• _Set exercise 1_: Reproduce the stretch of the kugel recipe introduction from "This is how" through "kugel and latkes.", swapping "carrot cake" for "banana bread".
• _Set exercise 2_: According to the kugel recipe introduction, what was JudysChickens.org started as?
• _Set exercise 3_: Extend the kugel recipe introduction past its final sentence.

• _Document passage_:
--- start ---
Kugel with Raisins, Orange Zest, and Cinnamon, aka Noodle Pudding

This is how my brain works: you say Jesse’s birthday, I think carrot cake. You say Easter, I think Mom’s Roasted Lamb with Herb and Goat Cheese Topping.  For Christmas, it is Mamanika’s “S” cookies, and for Hanukkah, it’s kugel and latkes.

Holidays for me are about the joy of cooking and remembering my favorite relatives through the recipes, songs, and traditions I now share with my family (and friends!). Talking on the phone with family and close friends about what we are each cooking for a special meal or for dinner that night is one of the dearest joys of life. Each year, about a week before Thanksgiving, my mother would always call and ask me to email her copies of The Recipes. She could never keep up with her boundless collection. JudysChickens.org was started as a way to store those time-tested recipes for my brothers, sons, and nieces and nephews.

So what is kugel? It is a  sweet, baked noodle pudding often made with raisins and spices and served as a side dish at Jewish holiday meals.
--- end ---
• _Given data_:
--- start ---
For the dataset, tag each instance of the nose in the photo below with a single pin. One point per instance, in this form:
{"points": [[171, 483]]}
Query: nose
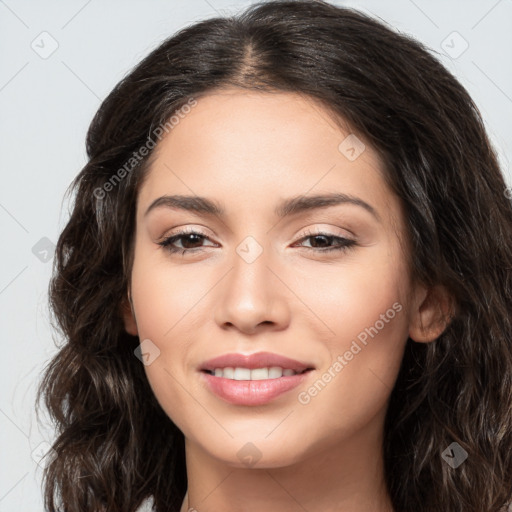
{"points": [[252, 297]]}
--- end ---
• _Answer 1_:
This is how my brain works: you say Jesse’s birthday, I think banana bread. You say Easter, I think Mom’s Roasted Lamb with Herb and Goat Cheese Topping.  For Christmas, it is Mamanika’s “S” cookies, and for Hanukkah, it’s kugel and latkes.

• _Answer 2_: It was started as a way to store time-tested recipes for the writer's brothers, sons, and nieces and nephews.

• _Answer 3_:
I was fortunate to grow up in a blended family long before there was a name for families who came together after a divorce. In our case, our religious practices were blended, too. How many times did my stepfather light a menorah on a table close to my Italian grandfather’s creamy white ceramic nativity set? Kugel was one of the foods that became part of our blended holiday meals.

This is an old photo of my two youngest brothers.

Choosing a recipe for kugel is a lot like choosing one for Thanksgiving dressing (or stuffing) — people want these dishes to taste the way their mother, grandmother or great aunt prepared them. I love that. It shows how deep the connection between holidays, the people present at the table, and the foods served are connected in our memory and ultimately become the traditions we yearn for when family and friends come together.

For Mom’s kugel recipe, at first glance, and every glance really, there are a lot of calories from fat and sugar; that is the way this side dish rolls. In the end, after trying to make the recipe with fewer calories, I found I was only able to dial back the sugar by a quarter of a cup. Woohoo.  I love this dish!

Yield: Serves 8-12

Ingredients:

1  8-ounce package egg noodles (about 4½ cups cooked)
1 cup raisins
1  8-ounce can crushed pineapples with juice
½ navel orange, grate the peel and scoop up the juicy pulp
½ cup (1 stick) butter, melted
4 eggs, at room temperature
1 teaspoon pure vanilla extract
¾ cup sugar
¼ teaspoon salt, plus more to salt the water for cooking the noodles
1 pound (almost 2 cups) sour cream
2 teaspoons cinnamon sugar: ½ teaspoon ground cinnamon and 1½ teaspoons sugar

Instructions:
Preheat oven to 350º.

Bring salted water to a boil, add the dry noodles, and cook until done. Drain. Place noodles into a 9 x 13-inch casserole or a deep-dish casserole, as I like to do. Add the melted butter and stir. Set aside.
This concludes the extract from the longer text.